**Set task**
Gather every line of the listing below that contains the string "pattern", and copy each one. Case counts.

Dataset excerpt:

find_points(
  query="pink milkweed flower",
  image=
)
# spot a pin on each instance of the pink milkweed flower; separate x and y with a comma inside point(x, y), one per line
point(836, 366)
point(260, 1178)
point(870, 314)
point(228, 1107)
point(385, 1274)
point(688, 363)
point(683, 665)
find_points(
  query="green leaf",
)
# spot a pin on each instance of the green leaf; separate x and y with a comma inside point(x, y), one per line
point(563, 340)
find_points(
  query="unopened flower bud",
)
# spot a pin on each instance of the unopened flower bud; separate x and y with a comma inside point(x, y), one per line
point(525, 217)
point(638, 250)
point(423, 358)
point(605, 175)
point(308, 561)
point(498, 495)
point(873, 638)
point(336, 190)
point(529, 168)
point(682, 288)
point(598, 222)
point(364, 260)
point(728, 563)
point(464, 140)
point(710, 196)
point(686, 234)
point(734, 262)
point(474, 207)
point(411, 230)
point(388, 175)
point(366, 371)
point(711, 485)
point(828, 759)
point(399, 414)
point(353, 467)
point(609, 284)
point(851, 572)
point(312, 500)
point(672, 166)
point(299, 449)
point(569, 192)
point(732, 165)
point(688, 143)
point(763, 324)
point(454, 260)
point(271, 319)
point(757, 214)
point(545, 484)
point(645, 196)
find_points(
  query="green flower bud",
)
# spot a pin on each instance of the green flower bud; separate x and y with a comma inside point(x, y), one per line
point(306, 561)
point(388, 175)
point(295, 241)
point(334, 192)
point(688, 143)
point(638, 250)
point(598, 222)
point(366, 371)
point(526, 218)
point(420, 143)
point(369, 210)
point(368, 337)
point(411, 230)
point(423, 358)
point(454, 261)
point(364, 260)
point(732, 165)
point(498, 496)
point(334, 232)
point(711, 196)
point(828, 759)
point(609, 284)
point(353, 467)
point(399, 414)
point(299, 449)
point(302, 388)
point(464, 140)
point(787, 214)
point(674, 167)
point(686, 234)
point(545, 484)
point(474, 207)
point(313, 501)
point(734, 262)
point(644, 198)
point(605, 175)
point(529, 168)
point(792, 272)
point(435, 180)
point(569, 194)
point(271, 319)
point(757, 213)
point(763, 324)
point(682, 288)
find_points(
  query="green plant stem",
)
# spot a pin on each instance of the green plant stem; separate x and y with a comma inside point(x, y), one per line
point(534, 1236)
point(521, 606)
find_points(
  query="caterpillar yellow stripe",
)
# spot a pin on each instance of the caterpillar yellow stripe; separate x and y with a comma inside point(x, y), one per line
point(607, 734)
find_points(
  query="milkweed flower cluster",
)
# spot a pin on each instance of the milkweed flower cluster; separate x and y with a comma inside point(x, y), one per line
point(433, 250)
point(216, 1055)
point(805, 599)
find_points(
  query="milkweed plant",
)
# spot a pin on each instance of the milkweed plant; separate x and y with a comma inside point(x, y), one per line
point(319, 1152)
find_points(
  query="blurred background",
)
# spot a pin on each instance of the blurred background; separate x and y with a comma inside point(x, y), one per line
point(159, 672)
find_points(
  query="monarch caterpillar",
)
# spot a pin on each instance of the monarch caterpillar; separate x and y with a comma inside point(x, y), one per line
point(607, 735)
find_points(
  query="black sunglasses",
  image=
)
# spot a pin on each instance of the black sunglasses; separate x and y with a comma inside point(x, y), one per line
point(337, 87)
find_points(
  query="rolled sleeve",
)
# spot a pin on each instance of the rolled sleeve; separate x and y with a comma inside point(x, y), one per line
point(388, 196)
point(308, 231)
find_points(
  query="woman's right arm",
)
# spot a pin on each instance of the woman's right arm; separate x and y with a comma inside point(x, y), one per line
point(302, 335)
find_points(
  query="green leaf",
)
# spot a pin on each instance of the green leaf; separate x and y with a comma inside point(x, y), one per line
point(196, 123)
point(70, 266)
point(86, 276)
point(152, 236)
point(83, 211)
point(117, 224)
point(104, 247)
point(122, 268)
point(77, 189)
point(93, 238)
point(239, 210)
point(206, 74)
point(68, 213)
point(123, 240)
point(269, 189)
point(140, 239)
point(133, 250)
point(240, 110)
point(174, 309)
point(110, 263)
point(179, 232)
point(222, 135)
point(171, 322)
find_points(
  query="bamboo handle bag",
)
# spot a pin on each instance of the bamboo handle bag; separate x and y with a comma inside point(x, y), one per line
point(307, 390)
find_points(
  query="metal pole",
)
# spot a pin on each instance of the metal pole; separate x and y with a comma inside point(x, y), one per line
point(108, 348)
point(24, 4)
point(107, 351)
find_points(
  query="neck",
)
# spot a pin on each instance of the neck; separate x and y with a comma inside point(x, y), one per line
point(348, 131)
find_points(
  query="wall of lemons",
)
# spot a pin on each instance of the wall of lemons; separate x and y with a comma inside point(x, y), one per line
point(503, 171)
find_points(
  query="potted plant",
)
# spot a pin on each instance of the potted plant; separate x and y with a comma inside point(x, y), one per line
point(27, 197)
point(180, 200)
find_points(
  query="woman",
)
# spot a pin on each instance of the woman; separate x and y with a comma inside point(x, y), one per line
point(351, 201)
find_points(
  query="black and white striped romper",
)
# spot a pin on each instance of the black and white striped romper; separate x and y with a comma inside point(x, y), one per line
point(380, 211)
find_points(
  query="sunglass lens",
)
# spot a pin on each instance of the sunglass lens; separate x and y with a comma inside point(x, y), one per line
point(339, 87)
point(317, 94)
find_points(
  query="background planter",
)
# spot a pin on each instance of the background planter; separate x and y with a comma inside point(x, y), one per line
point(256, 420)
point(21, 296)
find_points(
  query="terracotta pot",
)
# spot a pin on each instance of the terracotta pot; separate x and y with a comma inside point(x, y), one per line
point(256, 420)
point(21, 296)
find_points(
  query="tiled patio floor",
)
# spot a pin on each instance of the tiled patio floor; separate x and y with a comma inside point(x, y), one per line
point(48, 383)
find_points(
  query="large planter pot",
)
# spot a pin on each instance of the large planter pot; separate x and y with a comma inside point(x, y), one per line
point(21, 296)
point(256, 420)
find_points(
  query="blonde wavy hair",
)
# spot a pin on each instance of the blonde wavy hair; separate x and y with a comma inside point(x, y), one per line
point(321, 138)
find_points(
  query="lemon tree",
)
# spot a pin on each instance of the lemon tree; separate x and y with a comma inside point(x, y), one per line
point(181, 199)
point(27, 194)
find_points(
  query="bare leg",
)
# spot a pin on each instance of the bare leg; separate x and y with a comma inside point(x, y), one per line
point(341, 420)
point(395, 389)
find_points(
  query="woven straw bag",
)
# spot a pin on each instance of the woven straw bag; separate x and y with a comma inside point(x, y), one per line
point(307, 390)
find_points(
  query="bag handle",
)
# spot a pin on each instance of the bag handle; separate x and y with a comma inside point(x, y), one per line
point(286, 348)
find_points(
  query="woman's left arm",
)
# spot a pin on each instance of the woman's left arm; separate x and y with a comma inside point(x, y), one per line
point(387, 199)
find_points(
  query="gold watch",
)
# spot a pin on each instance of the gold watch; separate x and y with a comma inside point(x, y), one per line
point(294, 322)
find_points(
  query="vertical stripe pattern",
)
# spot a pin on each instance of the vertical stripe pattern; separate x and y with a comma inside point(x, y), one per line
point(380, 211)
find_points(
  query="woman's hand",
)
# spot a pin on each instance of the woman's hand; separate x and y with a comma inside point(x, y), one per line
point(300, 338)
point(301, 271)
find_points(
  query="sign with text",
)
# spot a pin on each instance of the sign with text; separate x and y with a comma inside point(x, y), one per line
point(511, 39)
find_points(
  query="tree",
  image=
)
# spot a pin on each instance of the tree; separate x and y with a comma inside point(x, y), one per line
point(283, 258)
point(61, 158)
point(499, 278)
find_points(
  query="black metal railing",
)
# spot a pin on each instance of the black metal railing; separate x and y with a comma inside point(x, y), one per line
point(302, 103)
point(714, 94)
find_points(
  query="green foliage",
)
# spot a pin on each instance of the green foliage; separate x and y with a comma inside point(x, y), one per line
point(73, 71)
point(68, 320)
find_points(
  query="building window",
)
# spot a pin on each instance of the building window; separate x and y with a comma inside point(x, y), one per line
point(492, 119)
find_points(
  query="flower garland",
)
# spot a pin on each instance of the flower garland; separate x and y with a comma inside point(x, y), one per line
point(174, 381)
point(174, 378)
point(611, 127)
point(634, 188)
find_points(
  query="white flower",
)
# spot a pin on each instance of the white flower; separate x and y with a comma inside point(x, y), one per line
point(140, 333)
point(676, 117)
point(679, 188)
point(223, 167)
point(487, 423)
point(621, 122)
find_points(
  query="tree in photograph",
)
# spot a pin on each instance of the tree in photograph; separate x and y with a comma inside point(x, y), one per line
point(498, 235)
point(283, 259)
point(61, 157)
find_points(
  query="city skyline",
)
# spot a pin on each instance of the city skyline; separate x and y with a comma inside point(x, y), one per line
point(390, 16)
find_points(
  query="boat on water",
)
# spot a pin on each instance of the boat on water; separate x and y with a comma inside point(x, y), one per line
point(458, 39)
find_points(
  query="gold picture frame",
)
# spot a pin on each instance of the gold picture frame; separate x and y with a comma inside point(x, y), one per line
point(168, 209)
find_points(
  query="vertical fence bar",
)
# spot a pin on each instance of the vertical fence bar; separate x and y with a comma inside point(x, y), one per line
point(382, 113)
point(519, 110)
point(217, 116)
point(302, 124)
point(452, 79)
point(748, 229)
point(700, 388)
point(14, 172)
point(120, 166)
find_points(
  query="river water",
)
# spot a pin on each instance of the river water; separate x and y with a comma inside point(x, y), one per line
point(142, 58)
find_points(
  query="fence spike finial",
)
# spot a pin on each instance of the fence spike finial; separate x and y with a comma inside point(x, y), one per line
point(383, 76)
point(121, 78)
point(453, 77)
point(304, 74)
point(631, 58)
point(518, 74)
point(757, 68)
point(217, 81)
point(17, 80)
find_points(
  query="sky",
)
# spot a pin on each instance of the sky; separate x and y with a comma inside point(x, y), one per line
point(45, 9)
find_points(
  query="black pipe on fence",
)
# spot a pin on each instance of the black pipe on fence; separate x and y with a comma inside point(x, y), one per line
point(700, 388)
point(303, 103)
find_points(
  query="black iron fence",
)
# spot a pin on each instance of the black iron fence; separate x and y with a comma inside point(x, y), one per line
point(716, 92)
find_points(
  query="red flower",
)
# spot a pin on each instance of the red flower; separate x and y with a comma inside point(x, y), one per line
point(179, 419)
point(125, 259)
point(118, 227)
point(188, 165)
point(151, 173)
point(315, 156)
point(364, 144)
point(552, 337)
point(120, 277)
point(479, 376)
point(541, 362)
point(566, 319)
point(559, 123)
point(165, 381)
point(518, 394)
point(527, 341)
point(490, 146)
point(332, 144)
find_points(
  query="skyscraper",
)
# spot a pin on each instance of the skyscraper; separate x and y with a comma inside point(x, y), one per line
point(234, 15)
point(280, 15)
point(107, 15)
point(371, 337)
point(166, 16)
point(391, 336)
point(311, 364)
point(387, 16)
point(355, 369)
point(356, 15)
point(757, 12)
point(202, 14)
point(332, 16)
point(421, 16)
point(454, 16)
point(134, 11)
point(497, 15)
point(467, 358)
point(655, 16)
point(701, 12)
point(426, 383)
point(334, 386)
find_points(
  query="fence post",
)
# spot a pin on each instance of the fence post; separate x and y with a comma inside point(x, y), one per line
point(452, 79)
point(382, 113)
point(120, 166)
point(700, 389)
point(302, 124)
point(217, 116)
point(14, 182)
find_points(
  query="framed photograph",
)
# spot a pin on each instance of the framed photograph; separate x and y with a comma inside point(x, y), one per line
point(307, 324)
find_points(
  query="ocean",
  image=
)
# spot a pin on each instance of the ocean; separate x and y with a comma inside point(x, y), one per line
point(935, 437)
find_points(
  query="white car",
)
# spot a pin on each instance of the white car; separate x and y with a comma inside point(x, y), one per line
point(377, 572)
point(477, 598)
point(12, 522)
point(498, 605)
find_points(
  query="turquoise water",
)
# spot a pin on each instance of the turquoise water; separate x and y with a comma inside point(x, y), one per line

**Correct output**
  query="vertical stripe pattern",
# spot a pin on each instance of the vertical stripe pattern; separate x and y with a comma inside point(x, y), one per line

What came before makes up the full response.